> **EXTRAIT À LIRE**:
┄┄┄┄┄┄┄┄┄┄┄┄┄┄┄┄┄┄┄┄

Par Lyes Benyoussef
Rendons hommage,
pour commencer, à Sidi Mohamed El Hadi El Hamlaoui, le Cheikh de la zaouïa El
Hamlaouïa à Mila, pour son courage et son honnêteté. Il a été le seul à avoir
refusé sa zaouïa au sieur Chakib Khelil qui, par une tournée obscène dans les
zaouïas du pays, entreprend sa propre promotion politique. Le Cheikh, approché
par l’entourage de Khelil, a répondu selon El Watan : « Notre zaouïa
a une vocation religieuse et ne se mêle jamais de politique ni de manœuvres
politiciennes. » Admirez la précision : « … ni de manœuvres politiciennes. »
Ce propos contient en outre une franche acceptation de la sécularité. On
comprend aisément qu’il s’agit d’une opinion minoritaire. Cela dit, cet article
aborde autre chose : un exemple de l’islam salafiste.

┄┄┄┄┄┄┄┄┄┄┄┄┄┄┄┄┄┄┄┄

> **DONNÉES BRUTES**:
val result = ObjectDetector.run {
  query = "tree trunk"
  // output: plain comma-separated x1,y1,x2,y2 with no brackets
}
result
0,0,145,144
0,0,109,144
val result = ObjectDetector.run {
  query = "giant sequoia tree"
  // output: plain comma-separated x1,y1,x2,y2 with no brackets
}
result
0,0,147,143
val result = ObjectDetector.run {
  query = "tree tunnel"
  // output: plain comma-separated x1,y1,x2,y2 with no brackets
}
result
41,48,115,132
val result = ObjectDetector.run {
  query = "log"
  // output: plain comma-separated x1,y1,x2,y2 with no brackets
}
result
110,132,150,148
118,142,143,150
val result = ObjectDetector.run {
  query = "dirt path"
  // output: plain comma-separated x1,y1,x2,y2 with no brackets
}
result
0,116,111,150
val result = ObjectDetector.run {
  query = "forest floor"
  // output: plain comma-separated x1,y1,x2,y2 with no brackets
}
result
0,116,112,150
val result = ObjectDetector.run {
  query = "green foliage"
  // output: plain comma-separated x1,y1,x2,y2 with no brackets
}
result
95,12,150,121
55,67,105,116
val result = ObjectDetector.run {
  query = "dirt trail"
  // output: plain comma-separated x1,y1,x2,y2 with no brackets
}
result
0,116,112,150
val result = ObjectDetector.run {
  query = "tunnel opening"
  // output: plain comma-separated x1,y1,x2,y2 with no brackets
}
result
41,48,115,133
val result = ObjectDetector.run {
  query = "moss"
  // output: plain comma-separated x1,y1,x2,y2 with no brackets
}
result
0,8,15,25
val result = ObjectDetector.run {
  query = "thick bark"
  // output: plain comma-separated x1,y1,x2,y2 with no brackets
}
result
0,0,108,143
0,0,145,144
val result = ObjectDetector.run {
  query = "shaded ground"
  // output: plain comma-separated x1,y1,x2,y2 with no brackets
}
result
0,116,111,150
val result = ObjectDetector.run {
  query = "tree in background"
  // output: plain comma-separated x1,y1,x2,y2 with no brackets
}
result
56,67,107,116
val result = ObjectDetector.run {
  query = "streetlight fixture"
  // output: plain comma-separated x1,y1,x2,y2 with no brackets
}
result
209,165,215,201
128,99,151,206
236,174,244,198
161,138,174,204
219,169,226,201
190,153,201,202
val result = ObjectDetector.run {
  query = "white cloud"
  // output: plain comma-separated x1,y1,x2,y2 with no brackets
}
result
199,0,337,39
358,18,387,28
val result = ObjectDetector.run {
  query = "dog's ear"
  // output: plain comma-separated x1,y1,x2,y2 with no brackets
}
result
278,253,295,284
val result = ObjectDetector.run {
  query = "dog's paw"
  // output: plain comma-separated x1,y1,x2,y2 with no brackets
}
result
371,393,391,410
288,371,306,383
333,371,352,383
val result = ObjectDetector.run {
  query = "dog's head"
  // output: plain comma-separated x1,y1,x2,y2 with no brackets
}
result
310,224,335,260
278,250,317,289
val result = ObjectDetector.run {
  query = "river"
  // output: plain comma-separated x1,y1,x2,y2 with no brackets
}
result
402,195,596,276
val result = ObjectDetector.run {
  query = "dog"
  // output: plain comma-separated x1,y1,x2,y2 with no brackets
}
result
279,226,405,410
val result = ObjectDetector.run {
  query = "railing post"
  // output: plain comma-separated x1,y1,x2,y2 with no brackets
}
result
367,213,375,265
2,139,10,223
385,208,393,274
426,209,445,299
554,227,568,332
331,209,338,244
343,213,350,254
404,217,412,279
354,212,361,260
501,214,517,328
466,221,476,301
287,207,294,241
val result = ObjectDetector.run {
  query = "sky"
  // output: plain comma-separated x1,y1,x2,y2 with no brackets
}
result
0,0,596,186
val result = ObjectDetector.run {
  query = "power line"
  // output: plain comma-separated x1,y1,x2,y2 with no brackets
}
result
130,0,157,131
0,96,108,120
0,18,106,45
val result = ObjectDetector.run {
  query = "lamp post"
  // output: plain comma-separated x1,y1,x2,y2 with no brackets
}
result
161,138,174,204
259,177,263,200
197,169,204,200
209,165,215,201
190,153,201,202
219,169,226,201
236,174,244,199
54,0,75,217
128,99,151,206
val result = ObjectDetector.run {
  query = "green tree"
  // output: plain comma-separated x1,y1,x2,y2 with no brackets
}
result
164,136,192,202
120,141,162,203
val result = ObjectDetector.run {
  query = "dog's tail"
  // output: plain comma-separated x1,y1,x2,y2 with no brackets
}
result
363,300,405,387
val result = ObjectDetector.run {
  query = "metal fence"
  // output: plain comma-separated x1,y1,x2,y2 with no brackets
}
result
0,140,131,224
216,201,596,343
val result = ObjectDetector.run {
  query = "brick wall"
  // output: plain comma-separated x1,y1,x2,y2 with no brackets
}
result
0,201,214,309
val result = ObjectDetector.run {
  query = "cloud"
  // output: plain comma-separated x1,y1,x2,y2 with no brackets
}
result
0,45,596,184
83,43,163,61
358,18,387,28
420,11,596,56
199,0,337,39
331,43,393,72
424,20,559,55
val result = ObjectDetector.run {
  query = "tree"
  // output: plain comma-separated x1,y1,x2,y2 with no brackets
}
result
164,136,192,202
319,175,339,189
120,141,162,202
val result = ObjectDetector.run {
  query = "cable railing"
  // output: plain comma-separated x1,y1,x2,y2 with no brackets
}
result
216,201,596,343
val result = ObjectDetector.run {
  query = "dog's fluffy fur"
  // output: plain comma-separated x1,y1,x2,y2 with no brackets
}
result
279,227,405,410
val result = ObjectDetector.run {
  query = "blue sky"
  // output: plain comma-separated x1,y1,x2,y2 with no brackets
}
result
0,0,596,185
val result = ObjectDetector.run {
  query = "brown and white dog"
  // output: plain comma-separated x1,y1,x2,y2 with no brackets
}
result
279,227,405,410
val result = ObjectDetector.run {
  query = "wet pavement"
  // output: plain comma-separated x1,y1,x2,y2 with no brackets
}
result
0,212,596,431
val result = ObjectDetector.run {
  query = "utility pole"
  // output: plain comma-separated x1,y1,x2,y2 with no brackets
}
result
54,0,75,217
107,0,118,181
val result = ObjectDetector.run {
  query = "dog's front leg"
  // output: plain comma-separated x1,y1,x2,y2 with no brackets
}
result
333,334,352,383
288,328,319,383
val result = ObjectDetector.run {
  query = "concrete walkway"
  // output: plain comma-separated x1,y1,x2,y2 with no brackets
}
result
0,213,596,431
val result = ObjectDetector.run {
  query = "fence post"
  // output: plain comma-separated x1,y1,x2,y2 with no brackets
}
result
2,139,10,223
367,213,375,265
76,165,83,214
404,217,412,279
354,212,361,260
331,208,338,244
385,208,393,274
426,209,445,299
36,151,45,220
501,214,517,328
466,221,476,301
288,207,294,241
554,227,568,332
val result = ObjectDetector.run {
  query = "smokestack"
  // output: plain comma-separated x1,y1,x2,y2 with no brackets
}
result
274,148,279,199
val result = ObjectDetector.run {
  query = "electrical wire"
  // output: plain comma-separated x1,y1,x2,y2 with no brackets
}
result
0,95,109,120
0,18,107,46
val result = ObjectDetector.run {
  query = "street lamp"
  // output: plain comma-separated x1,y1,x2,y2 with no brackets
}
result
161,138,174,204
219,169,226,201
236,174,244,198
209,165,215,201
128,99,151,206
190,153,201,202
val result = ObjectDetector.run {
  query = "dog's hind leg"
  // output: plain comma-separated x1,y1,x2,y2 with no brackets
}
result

┄┄┄┄┄┄┄┄┄┄┄┄┄┄┄┄┄┄┄┄

> **TRAVAIL À FAIRE**:
- a) Répondez à ces questions sur l'extrait :
(i) Dans quelle ville se trouve la zaouïa dirigée par le Cheikh ?
(ii) Quel journal a rapporté la réponse du Cheikh ?
(iii) Quel sujet l'article annonce-t-il aborder dans sa dernière phrase ?
- b) Citez fidèlement le passage de l'extrait qui s'ouvre sur les mots contenant "Par Lyes Benyoussef" et se termine par "de l’islam salafiste.".

> **RÉPONSES PAR CONSIGNE**:
- a)
(i) À Mila.
(ii) El Watan.
(iii) Un exemple de l'islam salafiste.

- b)
Par Lyes Benyoussef
Rendons hommage,
pour commencer, à Sidi Mohamed El Hadi El Hamlaoui, le Cheikh de la zaouïa El
Hamlaouïa à Mila, pour son courage et son honnêteté. Il a été le seul à avoir
refusé sa zaouïa au sieur Chakib Khelil qui, par une tournée obscène dans les
zaouïas du pays, entreprend sa propre promotion politique. Le Cheikh, approché
par l’entourage de Khelil, a répondu selon El Watan : « Notre zaouïa
a une vocation religieuse et ne se mêle jamais de politique ni de manœuvres
politiciennes. » Admirez la précision : « … ni de manœuvres politiciennes. »
Ce propos contient en outre une franche acceptation de la sécularité. On
comprend aisément qu’il s’agit d’une opinion minoritaire. Cela dit, cet article
aborde autre chose : un exemple de l’islam salafiste.